_Exercise requirements_
Write the records out once more, exactly as they appear below.

==== Record set ====

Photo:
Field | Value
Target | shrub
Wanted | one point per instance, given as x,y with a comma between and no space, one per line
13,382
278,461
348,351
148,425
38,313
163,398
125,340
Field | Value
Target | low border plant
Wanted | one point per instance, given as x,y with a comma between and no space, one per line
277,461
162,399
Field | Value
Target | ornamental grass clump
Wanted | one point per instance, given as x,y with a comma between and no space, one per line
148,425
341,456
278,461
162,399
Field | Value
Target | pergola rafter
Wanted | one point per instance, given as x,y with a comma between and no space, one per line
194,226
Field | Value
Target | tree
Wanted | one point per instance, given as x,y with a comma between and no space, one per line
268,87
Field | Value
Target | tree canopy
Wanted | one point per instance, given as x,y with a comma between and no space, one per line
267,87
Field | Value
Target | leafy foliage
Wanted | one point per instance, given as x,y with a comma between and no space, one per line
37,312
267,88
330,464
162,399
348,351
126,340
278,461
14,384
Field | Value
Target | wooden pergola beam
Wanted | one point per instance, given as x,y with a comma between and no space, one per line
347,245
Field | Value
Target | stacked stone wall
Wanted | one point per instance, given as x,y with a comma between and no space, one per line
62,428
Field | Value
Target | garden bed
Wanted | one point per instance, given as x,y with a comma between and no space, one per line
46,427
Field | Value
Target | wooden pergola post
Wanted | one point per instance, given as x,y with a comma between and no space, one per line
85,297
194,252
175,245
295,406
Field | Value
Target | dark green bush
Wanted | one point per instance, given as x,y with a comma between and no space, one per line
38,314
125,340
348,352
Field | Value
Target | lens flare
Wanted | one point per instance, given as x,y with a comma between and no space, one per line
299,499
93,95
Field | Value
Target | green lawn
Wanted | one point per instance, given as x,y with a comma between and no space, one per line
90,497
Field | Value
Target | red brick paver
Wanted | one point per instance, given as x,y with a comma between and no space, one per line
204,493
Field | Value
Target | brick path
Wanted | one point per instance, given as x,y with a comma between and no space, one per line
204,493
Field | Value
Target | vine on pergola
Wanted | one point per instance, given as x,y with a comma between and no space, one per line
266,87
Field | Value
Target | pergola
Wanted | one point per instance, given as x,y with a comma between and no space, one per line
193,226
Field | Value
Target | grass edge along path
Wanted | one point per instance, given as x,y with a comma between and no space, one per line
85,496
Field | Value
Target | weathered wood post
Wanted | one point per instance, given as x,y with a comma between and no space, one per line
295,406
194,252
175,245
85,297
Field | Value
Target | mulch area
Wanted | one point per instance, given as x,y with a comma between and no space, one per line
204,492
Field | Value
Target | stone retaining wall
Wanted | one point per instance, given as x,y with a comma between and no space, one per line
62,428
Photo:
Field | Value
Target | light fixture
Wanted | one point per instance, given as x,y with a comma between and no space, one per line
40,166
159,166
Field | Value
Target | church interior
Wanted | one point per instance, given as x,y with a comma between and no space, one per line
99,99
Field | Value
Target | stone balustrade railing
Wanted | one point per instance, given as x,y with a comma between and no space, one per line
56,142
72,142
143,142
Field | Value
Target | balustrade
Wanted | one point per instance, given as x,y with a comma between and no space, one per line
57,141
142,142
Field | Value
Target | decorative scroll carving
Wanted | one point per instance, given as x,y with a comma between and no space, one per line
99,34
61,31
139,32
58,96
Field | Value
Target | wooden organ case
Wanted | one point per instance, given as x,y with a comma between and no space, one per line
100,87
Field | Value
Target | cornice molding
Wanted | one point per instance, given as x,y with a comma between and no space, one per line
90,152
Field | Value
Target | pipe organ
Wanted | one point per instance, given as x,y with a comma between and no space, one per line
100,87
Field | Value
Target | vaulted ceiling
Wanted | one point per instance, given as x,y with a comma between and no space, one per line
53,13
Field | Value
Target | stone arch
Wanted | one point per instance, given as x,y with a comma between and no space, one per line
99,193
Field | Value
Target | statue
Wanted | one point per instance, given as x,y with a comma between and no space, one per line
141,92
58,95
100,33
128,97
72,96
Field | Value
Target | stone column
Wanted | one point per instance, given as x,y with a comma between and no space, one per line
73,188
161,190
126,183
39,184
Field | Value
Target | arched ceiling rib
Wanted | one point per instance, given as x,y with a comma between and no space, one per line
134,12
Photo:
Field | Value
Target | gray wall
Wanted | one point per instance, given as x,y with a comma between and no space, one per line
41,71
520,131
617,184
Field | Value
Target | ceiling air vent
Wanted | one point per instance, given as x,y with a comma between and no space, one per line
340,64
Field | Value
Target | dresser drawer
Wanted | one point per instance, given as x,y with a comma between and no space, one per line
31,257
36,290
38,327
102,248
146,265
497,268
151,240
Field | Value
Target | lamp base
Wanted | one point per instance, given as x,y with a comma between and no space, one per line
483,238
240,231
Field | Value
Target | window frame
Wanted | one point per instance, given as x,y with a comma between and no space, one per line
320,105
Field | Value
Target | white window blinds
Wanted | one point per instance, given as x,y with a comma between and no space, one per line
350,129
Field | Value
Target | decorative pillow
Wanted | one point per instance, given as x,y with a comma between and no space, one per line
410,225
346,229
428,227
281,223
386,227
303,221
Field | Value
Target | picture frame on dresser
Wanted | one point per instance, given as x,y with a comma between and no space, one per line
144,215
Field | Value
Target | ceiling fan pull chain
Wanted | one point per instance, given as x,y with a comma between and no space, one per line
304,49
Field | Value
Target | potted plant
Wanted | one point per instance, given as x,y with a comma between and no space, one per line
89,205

====

_Written solution_
Photo:
Field | Value
Target | shrub
Wanted | one point per instance, given as x,y with a comma between and no space, one per line
13,382
278,461
348,351
148,425
38,313
163,398
125,340
Field | Value
Target | low border plant
Wanted | one point per instance, given as x,y with a comma between and no space, one per line
277,461
162,399
Field | Value
Target | ornamental grass clump
Wanted | one point per instance, given as x,y with a comma between and no space, one per line
148,425
341,456
278,461
162,399
Field | Value
Target | pergola rafter
Wanted | one point per instance, given as x,y with a comma between and no space, one per line
194,226
Field | Value
Target | tree
Wanted | one point per instance, given as x,y with a comma between and no space, one per line
268,87
Field | Value
Target | tree canopy
Wanted | one point per instance, given as x,y with a comma between and no space, one per line
267,87
Field | Value
Target | leafy foliage
Wanted | one point per instance, given as x,y with a comma between and no space, one per line
37,312
267,88
330,464
162,399
348,351
126,340
278,461
14,384
Field | Value
Target | wooden pergola beam
Wanted | one point per instance, given as x,y with a comma between and no space, one per line
347,245
Field | Value
Target | stacked stone wall
Wanted | one point per instance, given as x,y with a comma between and no space, one per line
62,428
Field | Value
Target | garden bed
Wanted | one point per instance, given as x,y with a comma between and no space, one per line
46,427
Field | Value
Target | wooden pergola post
Wanted | one point per instance, given as x,y with a comma between and no space, one per line
85,297
194,252
175,245
295,406
Field | Value
Target | dark green bush
Wanted | one point per instance, given as x,y with a comma between and no space, one per line
38,314
125,340
348,352
Field | Value
Target | lens flare
Wanted | one point per instance, given as x,y with a comma between and no space, one per line
299,499
93,95
Field | Value
Target | green lawn
Wanted | one point per instance, given as x,y with a comma between and no space, one per line
90,497
Field | Value
Target | red brick paver
Wanted | one point per instance, given as x,y with a comma between and no space, one per line
204,493
Field | Value
Target | brick path
Wanted | one point per instance, given as x,y with a comma between and no space, one per line
204,493
Field | Value
Target | vine on pergola
Wanted | one point per instance, given as x,y with a comma between and no space, one per line
266,87
Field | Value
Target | pergola
Wanted | one point per instance, given as x,y with a comma between and no space, one per line
193,226
Field | Value
Target | grass edge along path
Wanted | one point per instance, given as x,y with a comma between and no space, one per line
85,496
Field | Value
Target | weathered wood post
Wanted | one point per instance, given as x,y with a comma between and no space, one per line
295,406
194,252
175,245
85,297
Field | Value
Target | mulch area
Wanted | one point per instance, given as x,y with a comma between and no space, one per line
204,492
Field | Value
Target | stone retaining wall
Wanted | one point per instance, given as x,y with a comma between and no space, one per line
62,428
Photo:
Field | Value
Target | light fixture
Wanted | one point per instance, given as x,y with a comma between and no space, one per line
40,166
159,166
Field | Value
Target | church interior
Wanted | one point per instance, given as x,y with a comma between and no space, one per line
99,99
Field | Value
Target | stone balustrade railing
Wanted | one point per instance, given as x,y with a comma between and no space, one per line
56,142
72,142
143,142
Field | Value
Target | balustrade
Wanted | one point per instance, given as x,y with a comma between and no space, one per line
57,141
142,142
Field | Value
Target | decorative scroll carving
Wanted | one point per instance, given as x,y with a comma between and no space, one per line
99,34
61,31
139,32
58,96
Field | Value
Target | wooden organ case
Wanted | one point per instance, given as x,y with a comma between and no space, one per line
100,87
Field | Value
Target | cornice molding
Wanted | one point per instance, given as x,y with a comma between and no space, one per line
90,152
Field | Value
Target | pipe organ
Wanted | one point per instance, given as x,y with a comma between and no space, one per line
100,87
Field | Value
Target | vaulted ceiling
Wanted | one point per instance, given as x,y with a comma between and no space, one per line
53,13
Field | Value
Target | stone arch
Wanted | one point per instance, given as x,y with a comma between and no space, one per line
99,193
Field | Value
Target | statue
Wanted | one point per instance, given as x,y with a comma between and no space, one per line
141,92
58,95
100,33
128,97
72,96
Field | Value
Target | stone column
Wanted | one point per instance, given as x,y with a comma between and no space, one per line
73,188
161,190
126,183
39,184
Field | Value
Target | arched ceiling rib
Wanted | one point per instance, given as x,y with a comma between and no space, one per line
134,12
Photo:
Field | Value
Target | gray wall
Wanted | one point per instance, given as x,y with a comma between and no space, one per line
41,71
520,131
617,184
Field | Value
Target | ceiling air vent
Wanted | one point per instance, given as x,y with a comma between and no space, one per line
340,64
Field | Value
Target | dresser drawer
Wanted | one point per instance, given as x,y with a comma between and no space, one per line
31,257
36,290
38,327
102,248
146,265
497,268
151,240
Field | Value
Target | lamp base
Wanted | one point per instance, given as x,y with a comma between and no space, one per line
483,238
240,231
Field | Value
Target | window frame
Wanted | one point per instance, given as x,y with a comma between and no space, one per line
320,105
Field | Value
Target | white window blinds
Wanted | one point per instance, given as x,y with a comma between and no space, one per line
350,129
Field | Value
Target | decorative pillow
Wanted | one point per instance, given as x,y with a comma between and no space, one per line
410,225
346,229
428,227
281,223
386,227
303,221
Field | Value
Target | picture frame on dresser
Wanted | one point per instance, given as x,y with a comma between and no space, one per line
144,215
Field | Value
Target | ceiling fan pull chain
Wanted | one point per instance, given as x,y with a comma between and no space, one per line
304,49
Field | Value
Target | potted plant
Wanted | one point per instance, given as x,y with a comma between and no space, one per line
89,205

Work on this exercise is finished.